INSTRUCTIONS TO FOLLOW » With the pictures removed, set down all of the entries below exactly.

DATASET RECORDS »
● ● ● ● ● ● ●

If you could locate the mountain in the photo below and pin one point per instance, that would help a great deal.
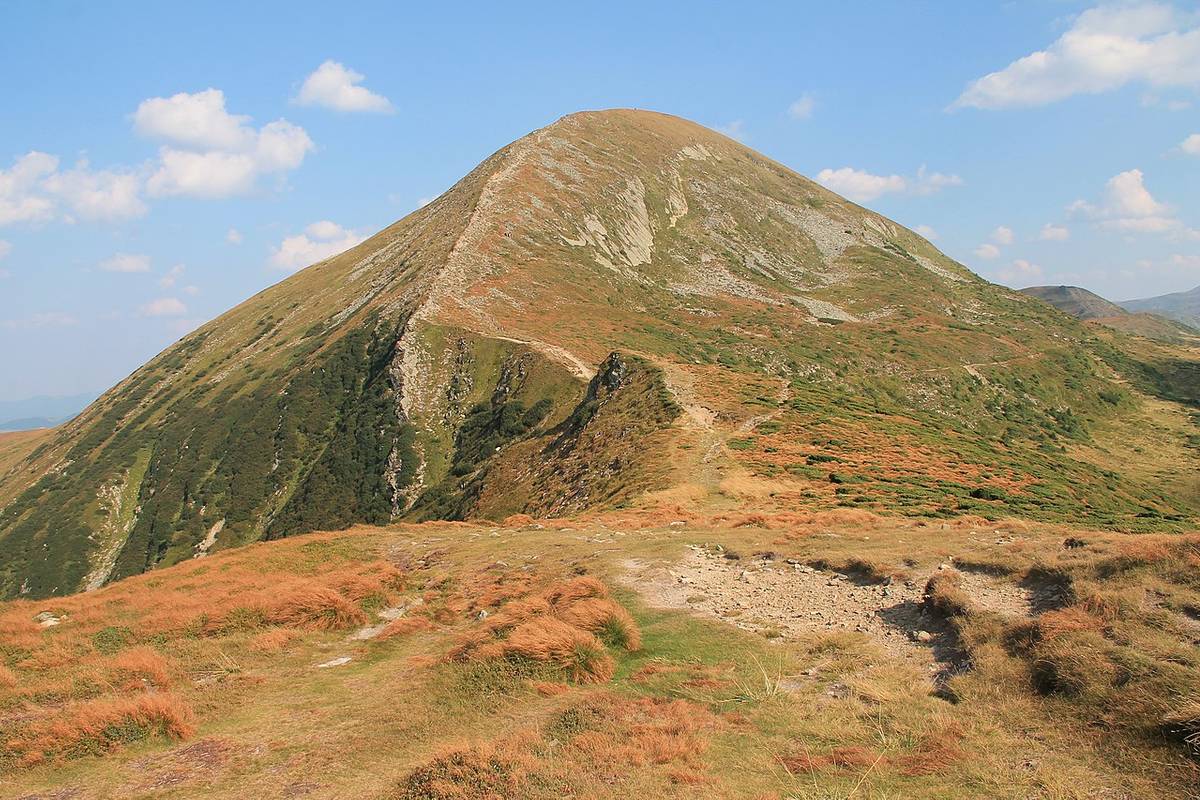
(1182, 306)
(1075, 301)
(623, 310)
(1090, 306)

● ● ● ● ● ● ●

SOLUTION TO THE EXERCISE »
If you could locate the mountain in the photo below and pin one point per instance, that would help a great deal.
(1182, 306)
(1075, 301)
(623, 310)
(1090, 306)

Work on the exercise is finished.